=== REQUEST A ===
Please answer these questions about the simulation notebook, labeling your answers (i), (ii) and (iii):
(i) What number is assigned to m, the shelf life?
(ii) How many warmup days does Twarm specify?
(iii) Which format string is used to convert the Date column to datetime?
=== REQUEST B ===
Copy out the stretch of the simulation notebook from "## Approach 1: Running" through "cost (shortage cost)", substituting "Spoilage cost" for "Waste cost".

=== SOURCE TEXT ===
+-------+

# Simulation process notebook

## Preparation

In [None]:
import math
import json
import pickle
import numpy as np
import pandas as pd
from sklearn.metrics import mean_squared_error # RMSE for forecast error

year = '2014-2016'
year = '2017' # Comment this line for 2014-2016 predictions
file_path = '../data/MergedData' + year + '.xlsx'
df = pd.read_excel(file_path)
df['Date'] = pd.to_datetime(df.Date, format='%Y%m%d')
df.rename(columns={'# items demanded':'demand',
                  'Avg temp in 0.1oC': 'temperature',
                  'Rainfall in 24h in 0.1mm':'precipitation',
                  }, inplace=True)

## Approach 1: Running the simulation with moving average on the train (2014-2016) or test (2017) set

In [None]:
z = 2 # Regular safety factor
# z = 2.5 # For found optimum value of z; uncomment this entire line
m = 5  # Shelf life
w = 100  # Waste cost (surplus cost)
u = 500  # Lost sales cost (shortage cost)
Twarm = 14  # Number of warmup days

D_obs = df['demand'].values  # Assign demand vector (from csv) to D_obs: this is observed demand
D_fcst = []  # Assign forecast demand vector (from csv) to D_fcst

def fcst_error(demand_true, demand_pred):
    # Calculate fcst error based on true and predicted demand so far
    return math.sqrt(mean_squared_error(demand_true, demand_pred))

def S_rmse(d, demand_true, demand_pred):
    # Calculate order-up-to-level S based on RMSE fcst error
    return round(d + 2*fcst_error(demand_true, demand_pred))

def S_rmse_alt(d, squared_errors, z):
    rmse = math.sqrt(np.mean(squared_errors))
    return round(d + z*rmse)

I = [0, 0, 0, 0, 0]  # Initialise inventory array of only 0's
TotWaste = 0  # Initialise waste
TotOrdered = 0  # Initialise total ordered
TotDemand = 0 # Initialise total demand
NShort = 0  # Initialise shortage
TC = 0 # Initialise total cost variable
fillrateDay = [] # Initialise fill rate per day array
squared_errors = [] # Initialise empty array for squared errors per day
today_short = 0 # Initialise zero for today shortage

for t in range(Twarm, len(D_obs)-1):
    mu_t = (D_obs[t - 7] + D_obs[t - 14]) / 2  # Moving average t
    mu_t1 = (D_obs[t - 6] + D_obs[t - 13]) / 2  # Moving average t+1
    mu_lr = mu_t + mu_t1 # Forecast demand for today and tomorrow
    D_fcst.append(mu_lr) # Append to array of fcst t and t+1
    
#   Calculate squared error based on d_{t} and d_{t+1} and append to list
#   of squared errors
    demand_t_and_t_plus_1_true = D_obs[t] + D_obs[t+1]
    squared_error = (demand_t_and_t_plus_1_true - mu_lr)**2
    squared_errors.append(squared_error)

    # Determine s_t based on RMSE-like fcst error
    s_t = S_rmse_alt(mu_lr, squared_errors, z)
#     s_t = S_rmse(mu_t, D_obs[Twarm:t+1], D_fcst)

+-------+

=== EXTRACTED INFORMATION ===
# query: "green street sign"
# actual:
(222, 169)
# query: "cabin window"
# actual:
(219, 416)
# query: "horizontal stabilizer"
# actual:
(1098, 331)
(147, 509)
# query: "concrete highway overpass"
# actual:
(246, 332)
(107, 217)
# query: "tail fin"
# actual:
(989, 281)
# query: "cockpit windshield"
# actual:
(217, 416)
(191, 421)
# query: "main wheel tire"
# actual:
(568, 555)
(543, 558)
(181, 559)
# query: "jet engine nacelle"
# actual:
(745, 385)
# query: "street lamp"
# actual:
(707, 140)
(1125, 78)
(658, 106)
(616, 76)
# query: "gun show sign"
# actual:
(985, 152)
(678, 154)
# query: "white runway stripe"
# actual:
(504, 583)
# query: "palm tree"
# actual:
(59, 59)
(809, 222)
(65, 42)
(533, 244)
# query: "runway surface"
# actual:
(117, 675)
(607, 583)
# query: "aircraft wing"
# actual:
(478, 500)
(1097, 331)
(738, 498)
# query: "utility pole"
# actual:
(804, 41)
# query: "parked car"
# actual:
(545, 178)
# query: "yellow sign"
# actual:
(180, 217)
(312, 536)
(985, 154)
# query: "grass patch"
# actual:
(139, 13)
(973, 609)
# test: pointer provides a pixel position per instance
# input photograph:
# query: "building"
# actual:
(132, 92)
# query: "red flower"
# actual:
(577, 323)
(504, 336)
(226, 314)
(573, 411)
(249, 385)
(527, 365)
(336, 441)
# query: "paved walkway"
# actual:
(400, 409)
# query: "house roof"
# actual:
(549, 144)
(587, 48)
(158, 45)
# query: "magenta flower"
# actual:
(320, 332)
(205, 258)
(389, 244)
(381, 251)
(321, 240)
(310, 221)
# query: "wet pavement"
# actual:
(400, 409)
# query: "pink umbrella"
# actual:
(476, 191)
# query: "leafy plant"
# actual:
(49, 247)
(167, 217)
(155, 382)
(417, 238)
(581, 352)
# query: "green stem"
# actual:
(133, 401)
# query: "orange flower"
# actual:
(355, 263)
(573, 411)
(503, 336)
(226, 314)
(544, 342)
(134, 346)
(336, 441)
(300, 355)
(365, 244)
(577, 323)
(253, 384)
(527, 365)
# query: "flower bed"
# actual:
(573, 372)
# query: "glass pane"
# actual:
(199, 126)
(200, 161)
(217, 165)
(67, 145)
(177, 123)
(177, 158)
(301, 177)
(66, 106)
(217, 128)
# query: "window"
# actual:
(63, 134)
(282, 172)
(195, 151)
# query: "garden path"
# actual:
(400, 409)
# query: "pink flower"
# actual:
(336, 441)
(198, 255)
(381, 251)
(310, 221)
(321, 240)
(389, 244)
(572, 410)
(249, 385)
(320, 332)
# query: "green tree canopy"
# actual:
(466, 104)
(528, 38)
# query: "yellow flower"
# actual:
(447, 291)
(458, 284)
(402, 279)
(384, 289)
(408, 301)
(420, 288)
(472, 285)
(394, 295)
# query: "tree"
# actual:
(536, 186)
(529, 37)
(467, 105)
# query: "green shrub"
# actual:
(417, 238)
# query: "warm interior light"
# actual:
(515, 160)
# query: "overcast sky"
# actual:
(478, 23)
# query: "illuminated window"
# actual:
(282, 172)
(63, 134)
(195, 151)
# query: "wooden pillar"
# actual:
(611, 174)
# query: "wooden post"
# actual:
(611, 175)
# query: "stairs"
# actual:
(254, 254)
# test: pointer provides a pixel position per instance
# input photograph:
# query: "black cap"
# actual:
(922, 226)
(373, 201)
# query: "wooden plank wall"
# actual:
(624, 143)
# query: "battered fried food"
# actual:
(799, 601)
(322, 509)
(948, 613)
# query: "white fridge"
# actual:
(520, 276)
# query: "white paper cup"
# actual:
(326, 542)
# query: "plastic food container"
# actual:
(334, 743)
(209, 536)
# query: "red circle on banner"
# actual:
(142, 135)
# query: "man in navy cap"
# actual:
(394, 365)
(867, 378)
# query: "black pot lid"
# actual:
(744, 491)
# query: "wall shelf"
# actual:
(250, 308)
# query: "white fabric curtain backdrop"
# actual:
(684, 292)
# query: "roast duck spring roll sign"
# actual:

+-------+

=== WRITTEN REPLY A ===
(i) 5
(ii) 14
(iii) '%Y%m%d'

=== WRITTEN REPLY B ===
## Approach 1: Running the simulation with moving average on the train (2014-2016) or test (2017) set

In [None]:
z = 2 # Regular safety factor
# z = 2.5 # For found optimum value of z; uncomment this entire line
m = 5  # Shelf life
w = 100  # Spoilage cost (surplus cost)
u = 500  # Lost sales cost (shortage cost)